Has this ever happened to you before?  Do you know what I'm talking about?  Let me explain.

Sometimes I pray for things, with a certain expectation in mind.  He responds with 'yes', 'no', or 'wait', right?  That's what we're trained from an early age to receive from God.  Well.  What are you to do when He responds yes, but that yes looks absolutely different from the yes you had in mind?

Lately, I'm struggling to adjust to that idea: that this must be for the best, because God gave it to me.  And yet, I'm so incredibly hurt.  There are (give or take) a million verses that I know by rote that fill my mind - almost literally, like pop-ups on the desktop of my brain.  But they advertise something that I don't want to buy, or am not interested in, or will not bring satisfaction into this situation.  I believe them, because they are true... but I believe them in the sense that I believe Washington was America's first president, that Shakespeare wrote histories and tragedies and comedies, that Michigan became a state in 1837.  I know these factoids to be true, but what does it matter?  The verses that pop up are just factoids.

-=-=-

» PROMPT A:
According to the reflection on prayer, what three responses are we trained from an early age to receive from God?
» PROMPT B:
Translate this sentence from the reflection on prayer into Spanish: "Lately, I'm struggling to adjust to that idea: that this must be for the best, because God gave it to me."
The material that comes next plays no part here.

» DATA LINES:
-=-=-

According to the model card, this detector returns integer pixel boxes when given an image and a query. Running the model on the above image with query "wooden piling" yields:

-=-=-

» COMPLETE RESPONSE A:
'Yes', 'no', or 'wait'.

» COMPLETE RESPONSE B:
Últimamente me cuesta adaptarme a esa idea: que esto debe de ser para bien, porque Dios me lo dio.